→ **REQUIRED WORK**
1. Return the entries word for word, starting at the line that contains "truck? Mark that spot." and running through the last line of the entries, with both ends included.
2. Resume the section on calculating a multi-wavelength diffractive lens, continuing past its last line.

→ **SOURCE DOCUMENT**

2. Method for Calculating a Multi-Wavelength Diffractive Lens

In this section, we consider the method for calculating a multi-wavelength diffractive lens (MWDL) located in the plane z = 0 and focusing the radiation of L given wavelengths ${\lambda }_l, l=1,\dots ,L$ to $L$ prescribed points with the coordinates $x_l=\left(x_l,y_l\right), l=1,\dots ,L$ located in the plane z = f > 0. In the considered case, it is assumed that the MWDL focuses the radiation with the wavelength ${\lambda }_l$ to the point $x_l$. The complex transmission function of a “paraxial” lens focusing the radiation with the wavelength ${\lambda }_l$ to the point $x_l$ has the form

$$T_l\left(u;{\lambda }_l,x_l\right)=\exp \left\{-i\frac{\pi }{{\lambda }_{l}f}\left(u^2+v^2\right)+i\frac{2\pi }{{\lambda }_{l}f}\left(x_{l}u+y_{l}v\right)\right\},\hspace{0.17em}l=1,\dots L,$$

(1)

where $u=\left(u,v\right)\in G$ are the Cartesian coordinates in the lens plane z = 0, and the region $G$ corresponds to the aperture of the lens. Let us denote by $h\left(u\right),u\in G$ the function of the MWDL microrelief height. Then, the complex transmission function of the MWDL at the wavelength ${\lambda }_l$ will take the form

$$T_{sl}\left(u;{\lambda }_l\right)=\exp \left\{i\frac{2\pi }{{\lambda }_l}\left[n\left({\lambda }_l\right)-1\right]h\left(u\right)\right\},$$

(2)

where $n\left({\lambda }_l\right)$ is the refractive index of the lens material at this wavelength. In the Fresnel–Kirchhoff approximation, the complex amplitude of the field generated by the MWDL at the wavelength ${\lambda }_l$ reads as

$$w\left(x;{\lambda }_l\right)=\frac{1}{{\lambda }_{l}f}{\displaystyle \underset{G}{\iint }A\left(u\right)T_{sl}\left(u;{\lambda }_l\right)\exp \left\{i\frac{\pi }{{\lambda }_{l}f}{\left(x-u\right)}^2\right\}{d}^{2}u},$$

(3)

where $A\left(u\right)$ is the amplitude of the incident beam. In what follows, we will assume for the sake of simplicity that $A\left(u\right)=1,\hspace{0.33em}u\in G$. Note that in the expression for $w\left(x;{\lambda }_l\right)$, we omitted a constant phase factor, which is insignificant for the further consideration. Equation (3) can be rewritten as

$$w\left(\frac{x-x_l}{{\lambda }_{l}f};{\lambda }_l\right)=\frac{1}{{\lambda }_{l}f}\exp \left\{i\frac{\pi }{{\lambda }_{l}f}{x}^2\right\}\Im \left\{T_{sl}\left(u;{\lambda }_l\right)\exp \left(i\frac{\pi }{{\lambda }_{l}f}{u}^2-i\frac{2\pi }{{\lambda }_{l}f}{x}_{l}u\right)\right\},$$

(4)

(Raw records)
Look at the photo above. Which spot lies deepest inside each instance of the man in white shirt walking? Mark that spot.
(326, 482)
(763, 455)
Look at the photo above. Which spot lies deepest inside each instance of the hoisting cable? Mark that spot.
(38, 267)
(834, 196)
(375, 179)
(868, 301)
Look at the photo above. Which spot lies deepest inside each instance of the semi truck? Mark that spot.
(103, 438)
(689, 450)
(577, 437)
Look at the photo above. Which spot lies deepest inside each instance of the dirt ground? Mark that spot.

→ **SET OF ANSWERS**
1.
Look at the photo above. Which spot lies deepest inside each instance of the semi truck? Mark that spot.
(103, 438)
(689, 450)
(577, 437)
Look at the photo above. Which spot lies deepest inside each instance of the dirt ground? Mark that spot.

2.
where $\Im \left\{·\right\}$ is the Fourier transform operator. We denote by $w_{lens,l}\left(x\right)$ the complex amplitude of the field generated by an “ideal” lens of Equation (1) at the wavelength ${\lambda }_l$. From Equations (1) and (4), we get

$$\begin{array}{l}\mathsf{\Delta }w\left(\frac{x-x_l}{{\lambda }_{l}f};{\lambda }_l\right)=w\left(\frac{x-x_l}{{\lambda }_{l}f};{\lambda }_l\right)-w_{lens,l}\left(\frac{x-x_l}{{\lambda }_{l}f}\right)=\\ =\frac{1}{{\lambda }_{l}f}\exp \left(i\frac{\pi }{{\lambda }_{l}f}{x}^2\right)\Im \left\{T_{sl}\left(u;{\lambda }_l\right)\exp \left(i\frac{\pi }{{\lambda }_{l}f}{u}^2-i\frac{2\pi }{{\lambda }_{l}f}{x}_{l}u\right)-1\right\}.\end{array}$$

(5)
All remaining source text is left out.